▶ BRANO DEL DOCUMENTO
ABBIGLIAMENTO: LINEA 3 GT
Altro esempio concreto di come si dovrebbe tradurre nella realtà la nuova organizzazione del lavoro e quali sono le conseguenze per gli operai, sono i gruppi di lavoro a tratti di linea dell’abbigliamento sul GT.
La figura del manovale viene sostituita dagli operai di catena, così per il controllo qualità e per i recuperi e i battipaglia; si assisterà ad una mobilità continua di tutti gli operai su parti di lavorazione sempre diversa, annullando così la possibilità di organizzazione.
L’organico verrà ridotto di circa una 30ina di operai, ci sarà un maggior controllo sull’assenteismo, e responsabilizzando gli stessi operai su questo problema. Infatti, se nel gruppo mancherà una percentuale x di personale, il lavoro verrà suddiviso dai capi tra tutti i presenti, con la possibilità di spostare operai da una linea all’altra a seconda delle esigenze produttive. “Si adotteranno cadenze alternative”.
Venuti a conoscenza di questo programma su un “nuovo modo di lavorare”, gli operai interessati e riuniti in assemblea hanno emesso un comunicato rivolto all’esecutivo del CdF, invitandolo ad astenersi da qualsiasi trattativa sull’argomento in quanto l’assemblea si dichiarava contraria ad ogni eventuale modifica legata ad aumenti di ritmi lavorativi, diminuzione pause, peggioramento delle condizioni di lavoro.

GRUPPI MOTORI
Sempre per ottenere il massimo dagli operai, sono state decise al reparto meccanico le trasformazioni sui tratti di linea alla catena di montaggio “cambi” e alla catena montaggio – motori, per ridurre l’incidenza dell’assenteismo tanto che, pur di far andare la catena, si prendono in “prestito”gli operai della revisione. In questo senso varrà l’accordo del ’78, che prevede la trasformazione a “posti fissi” di una parte della catena (preparazione basamenti, preparazione teste), costituendo le cosiddette isole che sono in via di realizzazione. Ancora l’organico non è ben definito, ma i risultati immediati che la direzione si pone sono chiari: impiego di operai ammalati, maggior produttività, elasticità della forza lavoro, riduzione della conflittualità.

VERNICIATURA
La ristrutturazione nel reparto verniciatura è passata sotto diversi aspetti. Uno di questi è il cambio della cadenza, con conseguente diminuzione di manodopera, e riorganizzazione del lavoro. Gli operai che vengono recuperati, vengono utilizzati per far funzionare le catene gemelle (tutte le catene sono doppie) che non funzionano a pieno ritmo, ma secondo la presenza o l’assenteismo.

▶ ESTRATTO DEL DATASET
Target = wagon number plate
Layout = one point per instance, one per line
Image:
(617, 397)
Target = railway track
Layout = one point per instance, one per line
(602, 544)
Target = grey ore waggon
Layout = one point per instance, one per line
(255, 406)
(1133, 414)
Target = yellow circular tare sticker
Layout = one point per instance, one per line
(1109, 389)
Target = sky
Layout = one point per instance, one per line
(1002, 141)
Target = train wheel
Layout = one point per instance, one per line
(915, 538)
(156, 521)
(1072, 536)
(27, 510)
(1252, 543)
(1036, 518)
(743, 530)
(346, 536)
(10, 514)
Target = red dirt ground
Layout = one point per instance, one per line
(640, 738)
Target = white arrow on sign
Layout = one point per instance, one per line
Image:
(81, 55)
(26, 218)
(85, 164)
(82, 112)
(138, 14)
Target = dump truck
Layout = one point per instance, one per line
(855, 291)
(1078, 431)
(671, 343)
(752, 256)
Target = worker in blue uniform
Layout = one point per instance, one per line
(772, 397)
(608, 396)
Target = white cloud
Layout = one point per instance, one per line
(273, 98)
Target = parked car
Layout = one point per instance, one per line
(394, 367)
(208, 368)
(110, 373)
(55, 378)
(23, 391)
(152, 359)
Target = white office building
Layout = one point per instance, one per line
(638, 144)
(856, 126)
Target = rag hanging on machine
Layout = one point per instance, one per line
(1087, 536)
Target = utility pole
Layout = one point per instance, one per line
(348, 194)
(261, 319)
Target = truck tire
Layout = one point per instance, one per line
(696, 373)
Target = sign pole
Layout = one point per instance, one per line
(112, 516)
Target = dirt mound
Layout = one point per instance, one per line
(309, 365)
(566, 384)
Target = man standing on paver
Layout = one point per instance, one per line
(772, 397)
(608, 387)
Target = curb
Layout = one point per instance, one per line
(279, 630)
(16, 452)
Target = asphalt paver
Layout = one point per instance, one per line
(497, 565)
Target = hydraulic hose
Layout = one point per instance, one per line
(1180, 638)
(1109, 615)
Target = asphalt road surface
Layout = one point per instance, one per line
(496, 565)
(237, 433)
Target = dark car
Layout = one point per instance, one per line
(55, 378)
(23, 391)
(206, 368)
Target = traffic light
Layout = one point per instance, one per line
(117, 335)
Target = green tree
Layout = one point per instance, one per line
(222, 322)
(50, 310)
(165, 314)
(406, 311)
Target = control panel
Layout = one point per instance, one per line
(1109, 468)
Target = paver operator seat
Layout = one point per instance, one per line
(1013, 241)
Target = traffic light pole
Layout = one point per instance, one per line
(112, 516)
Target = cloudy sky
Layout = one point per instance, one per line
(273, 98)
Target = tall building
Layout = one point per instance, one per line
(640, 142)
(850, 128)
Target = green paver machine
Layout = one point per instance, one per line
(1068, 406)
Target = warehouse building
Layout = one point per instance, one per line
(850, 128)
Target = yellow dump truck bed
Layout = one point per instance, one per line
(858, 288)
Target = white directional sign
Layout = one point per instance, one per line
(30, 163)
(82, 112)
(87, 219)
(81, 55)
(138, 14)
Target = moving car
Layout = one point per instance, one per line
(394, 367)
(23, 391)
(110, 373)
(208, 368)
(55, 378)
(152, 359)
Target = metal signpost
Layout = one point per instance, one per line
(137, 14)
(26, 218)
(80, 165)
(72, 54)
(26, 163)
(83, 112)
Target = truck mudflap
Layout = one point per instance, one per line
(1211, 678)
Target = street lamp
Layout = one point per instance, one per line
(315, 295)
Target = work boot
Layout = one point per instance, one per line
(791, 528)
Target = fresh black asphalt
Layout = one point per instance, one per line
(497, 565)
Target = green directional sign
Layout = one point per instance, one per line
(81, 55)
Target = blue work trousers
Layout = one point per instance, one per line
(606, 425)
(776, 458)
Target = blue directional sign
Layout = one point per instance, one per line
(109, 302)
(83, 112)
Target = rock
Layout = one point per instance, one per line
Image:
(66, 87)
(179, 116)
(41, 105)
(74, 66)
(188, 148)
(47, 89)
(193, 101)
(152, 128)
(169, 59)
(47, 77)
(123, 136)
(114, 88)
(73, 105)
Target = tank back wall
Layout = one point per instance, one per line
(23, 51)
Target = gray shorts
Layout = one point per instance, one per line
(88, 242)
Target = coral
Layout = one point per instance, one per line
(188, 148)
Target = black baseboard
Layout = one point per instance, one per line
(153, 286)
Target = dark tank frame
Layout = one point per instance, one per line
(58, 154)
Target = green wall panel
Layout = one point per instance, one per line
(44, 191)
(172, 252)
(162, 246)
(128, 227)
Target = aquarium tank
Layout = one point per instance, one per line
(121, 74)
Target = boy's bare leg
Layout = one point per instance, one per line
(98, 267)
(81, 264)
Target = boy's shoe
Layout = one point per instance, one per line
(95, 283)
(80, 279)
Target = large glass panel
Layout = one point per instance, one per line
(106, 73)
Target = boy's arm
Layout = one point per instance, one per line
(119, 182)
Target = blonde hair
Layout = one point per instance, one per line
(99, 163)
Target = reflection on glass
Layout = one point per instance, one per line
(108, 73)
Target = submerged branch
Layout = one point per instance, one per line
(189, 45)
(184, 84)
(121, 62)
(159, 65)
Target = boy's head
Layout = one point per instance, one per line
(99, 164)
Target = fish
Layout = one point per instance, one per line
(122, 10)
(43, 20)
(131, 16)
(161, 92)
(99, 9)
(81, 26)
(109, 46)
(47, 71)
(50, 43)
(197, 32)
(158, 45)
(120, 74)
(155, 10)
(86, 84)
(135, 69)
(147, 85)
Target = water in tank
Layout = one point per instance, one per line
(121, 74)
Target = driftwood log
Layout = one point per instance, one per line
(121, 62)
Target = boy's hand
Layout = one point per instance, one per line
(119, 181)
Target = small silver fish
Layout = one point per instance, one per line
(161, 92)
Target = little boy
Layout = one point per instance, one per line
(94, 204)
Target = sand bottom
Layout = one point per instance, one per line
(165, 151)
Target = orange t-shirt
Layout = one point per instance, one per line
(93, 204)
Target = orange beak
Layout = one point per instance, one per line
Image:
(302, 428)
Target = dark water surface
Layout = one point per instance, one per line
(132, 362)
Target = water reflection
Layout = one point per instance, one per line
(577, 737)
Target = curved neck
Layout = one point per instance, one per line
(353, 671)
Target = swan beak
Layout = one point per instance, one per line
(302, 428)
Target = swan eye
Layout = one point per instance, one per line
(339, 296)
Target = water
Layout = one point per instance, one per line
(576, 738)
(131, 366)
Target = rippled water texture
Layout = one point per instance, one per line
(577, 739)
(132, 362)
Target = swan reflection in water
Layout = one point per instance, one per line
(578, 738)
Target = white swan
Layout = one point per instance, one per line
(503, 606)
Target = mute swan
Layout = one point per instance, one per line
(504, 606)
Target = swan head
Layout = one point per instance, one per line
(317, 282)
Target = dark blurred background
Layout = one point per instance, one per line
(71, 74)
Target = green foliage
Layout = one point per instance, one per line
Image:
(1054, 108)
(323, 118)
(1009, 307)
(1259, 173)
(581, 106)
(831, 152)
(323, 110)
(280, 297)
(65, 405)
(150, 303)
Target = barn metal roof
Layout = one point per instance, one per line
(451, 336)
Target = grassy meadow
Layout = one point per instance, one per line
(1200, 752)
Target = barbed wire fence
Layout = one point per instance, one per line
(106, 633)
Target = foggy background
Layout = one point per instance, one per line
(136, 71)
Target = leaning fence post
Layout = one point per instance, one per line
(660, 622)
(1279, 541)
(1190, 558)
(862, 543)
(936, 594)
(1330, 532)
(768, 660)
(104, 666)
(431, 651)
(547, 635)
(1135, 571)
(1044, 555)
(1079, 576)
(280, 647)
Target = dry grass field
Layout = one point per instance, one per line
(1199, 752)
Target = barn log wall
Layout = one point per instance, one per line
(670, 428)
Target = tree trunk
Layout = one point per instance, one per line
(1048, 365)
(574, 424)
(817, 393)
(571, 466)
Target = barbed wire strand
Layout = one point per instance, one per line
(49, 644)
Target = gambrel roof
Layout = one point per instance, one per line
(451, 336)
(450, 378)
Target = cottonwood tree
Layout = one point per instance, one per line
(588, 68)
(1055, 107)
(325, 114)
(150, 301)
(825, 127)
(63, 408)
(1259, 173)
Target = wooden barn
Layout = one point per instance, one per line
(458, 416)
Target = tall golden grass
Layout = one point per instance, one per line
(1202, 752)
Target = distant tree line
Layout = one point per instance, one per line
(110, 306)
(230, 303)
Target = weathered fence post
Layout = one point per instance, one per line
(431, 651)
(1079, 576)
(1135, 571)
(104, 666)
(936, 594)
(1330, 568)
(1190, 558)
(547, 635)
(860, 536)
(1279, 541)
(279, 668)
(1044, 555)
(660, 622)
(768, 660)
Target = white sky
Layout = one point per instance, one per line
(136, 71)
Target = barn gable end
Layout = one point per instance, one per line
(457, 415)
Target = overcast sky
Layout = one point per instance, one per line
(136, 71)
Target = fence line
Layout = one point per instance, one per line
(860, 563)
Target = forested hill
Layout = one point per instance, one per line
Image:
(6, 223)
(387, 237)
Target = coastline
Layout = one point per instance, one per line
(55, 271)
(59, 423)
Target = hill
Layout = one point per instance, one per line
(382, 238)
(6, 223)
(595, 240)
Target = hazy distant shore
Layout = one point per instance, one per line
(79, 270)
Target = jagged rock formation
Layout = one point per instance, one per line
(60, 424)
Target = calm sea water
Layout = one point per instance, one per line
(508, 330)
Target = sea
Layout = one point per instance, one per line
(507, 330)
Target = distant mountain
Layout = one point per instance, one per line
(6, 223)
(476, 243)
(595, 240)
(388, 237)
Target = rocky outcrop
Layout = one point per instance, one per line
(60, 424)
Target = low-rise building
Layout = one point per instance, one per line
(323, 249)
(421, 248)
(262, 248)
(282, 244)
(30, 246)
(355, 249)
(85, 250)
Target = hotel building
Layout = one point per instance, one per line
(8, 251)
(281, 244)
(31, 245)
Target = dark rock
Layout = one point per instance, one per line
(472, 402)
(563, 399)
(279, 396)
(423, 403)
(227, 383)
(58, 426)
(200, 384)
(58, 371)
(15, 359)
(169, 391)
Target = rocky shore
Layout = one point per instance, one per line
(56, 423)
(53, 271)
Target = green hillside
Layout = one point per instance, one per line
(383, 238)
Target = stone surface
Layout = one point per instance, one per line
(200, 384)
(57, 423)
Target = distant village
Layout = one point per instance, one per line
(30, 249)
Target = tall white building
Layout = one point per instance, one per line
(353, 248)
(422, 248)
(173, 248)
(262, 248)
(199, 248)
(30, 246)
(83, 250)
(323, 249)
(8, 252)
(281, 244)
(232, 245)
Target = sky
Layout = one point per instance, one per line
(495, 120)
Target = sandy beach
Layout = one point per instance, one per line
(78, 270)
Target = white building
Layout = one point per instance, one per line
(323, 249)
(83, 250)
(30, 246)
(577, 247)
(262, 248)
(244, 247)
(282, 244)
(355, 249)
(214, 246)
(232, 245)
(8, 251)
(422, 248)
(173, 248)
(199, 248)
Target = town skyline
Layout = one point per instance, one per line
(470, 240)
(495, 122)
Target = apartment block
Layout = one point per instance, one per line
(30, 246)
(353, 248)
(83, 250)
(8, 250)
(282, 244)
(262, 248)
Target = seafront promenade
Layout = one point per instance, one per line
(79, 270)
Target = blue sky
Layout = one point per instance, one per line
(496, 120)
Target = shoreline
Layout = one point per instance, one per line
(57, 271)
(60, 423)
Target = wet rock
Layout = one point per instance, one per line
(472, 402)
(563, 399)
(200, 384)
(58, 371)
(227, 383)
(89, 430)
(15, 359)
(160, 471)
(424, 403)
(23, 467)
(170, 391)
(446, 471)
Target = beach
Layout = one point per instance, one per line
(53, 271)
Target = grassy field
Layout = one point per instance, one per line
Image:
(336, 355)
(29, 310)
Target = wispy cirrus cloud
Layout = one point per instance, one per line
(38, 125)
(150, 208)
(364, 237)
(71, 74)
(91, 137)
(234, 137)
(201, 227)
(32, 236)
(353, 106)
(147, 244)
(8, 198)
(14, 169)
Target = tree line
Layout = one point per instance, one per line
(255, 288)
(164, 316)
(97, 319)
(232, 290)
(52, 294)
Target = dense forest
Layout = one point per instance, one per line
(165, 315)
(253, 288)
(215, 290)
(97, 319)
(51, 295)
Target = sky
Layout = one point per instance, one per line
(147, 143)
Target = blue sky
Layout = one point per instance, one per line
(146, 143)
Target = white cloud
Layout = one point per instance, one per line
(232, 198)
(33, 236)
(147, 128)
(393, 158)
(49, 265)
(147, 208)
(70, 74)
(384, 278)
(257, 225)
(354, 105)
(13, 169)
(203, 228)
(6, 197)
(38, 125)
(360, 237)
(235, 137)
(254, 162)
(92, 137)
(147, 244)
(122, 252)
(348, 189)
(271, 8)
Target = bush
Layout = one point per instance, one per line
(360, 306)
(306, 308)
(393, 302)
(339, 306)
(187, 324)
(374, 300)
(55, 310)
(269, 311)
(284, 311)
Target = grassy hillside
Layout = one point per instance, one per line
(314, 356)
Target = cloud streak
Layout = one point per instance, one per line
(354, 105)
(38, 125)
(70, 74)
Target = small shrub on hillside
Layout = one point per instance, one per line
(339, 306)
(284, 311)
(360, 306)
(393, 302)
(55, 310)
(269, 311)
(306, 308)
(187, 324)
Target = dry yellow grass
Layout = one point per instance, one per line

▶ CONSEGNE
[a] Trascrivi dal brano il passo che va da "GRUPPI MOTORI" a "riduzione della conflittualità.".
[b] Elenca tutti i risultati immediati che, secondo il brano, la direzione si pone con la trasformazione delle catene nel reparto meccanico.
[c] Rispondi alle seguenti domande sul brano.
(i) Di quanti operai verrà ridotto circa l'organico nei gruppi di lavoro dell'abbigliamento?
(ii) A chi era rivolto il comunicato emesso dall'assemblea degli operai?
(iii) Quale accordo prevede la trasformazione a "posti fissi" di una parte della catena?
Le righe non hanno alcun legame con il brano.

▶ RISPOSTE PER CONSEGNA
[a]
GRUPPI MOTORI
Sempre per ottenere il massimo dagli operai, sono state decise al reparto meccanico le trasformazioni sui tratti di linea alla catena di montaggio “cambi” e alla catena montaggio – motori, per ridurre l’incidenza dell’assenteismo tanto che, pur di far andare la catena, si prendono in “prestito”gli operai della revisione. In questo senso varrà l’accordo del ’78, che prevede la trasformazione a “posti fissi” di una parte della catena (preparazione basamenti, preparazione teste), costituendo le cosiddette isole che sono in via di realizzazione. Ancora l’organico non è ben definito, ma i risultati immediati che la direzione si pone sono chiari: impiego di operai ammalati, maggior produttività, elasticità della forza lavoro, riduzione della conflittualità.

[b]
- impiego di operai ammalati
- maggior produttività
- elasticità della forza lavoro
- riduzione della conflittualità

[c]
(i) Di circa una trentina di operai.
(ii) All'esecutivo del CdF.
(iii) L'accordo del '78.